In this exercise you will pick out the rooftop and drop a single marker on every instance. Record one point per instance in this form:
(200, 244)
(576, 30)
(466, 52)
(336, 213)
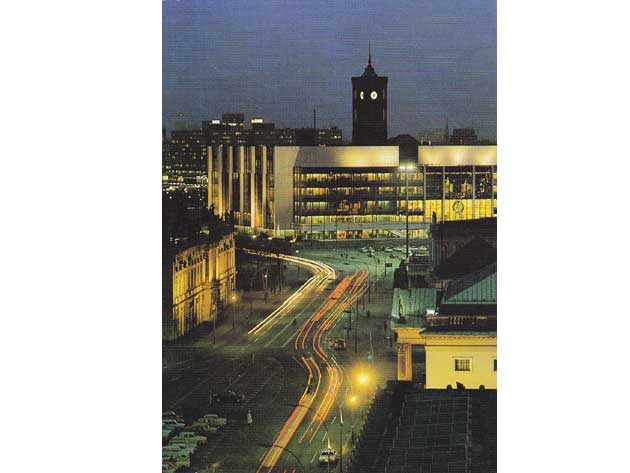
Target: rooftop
(473, 256)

**THE TASK**:
Copy the lines above word for word, leaving out the picture.

**WRITTEN SOLUTION**:
In this exercise you will pick out the rooftop and drop a single marker on every instance. Record one point per instance in this form:
(200, 244)
(576, 30)
(466, 52)
(336, 213)
Target: rooftop
(473, 256)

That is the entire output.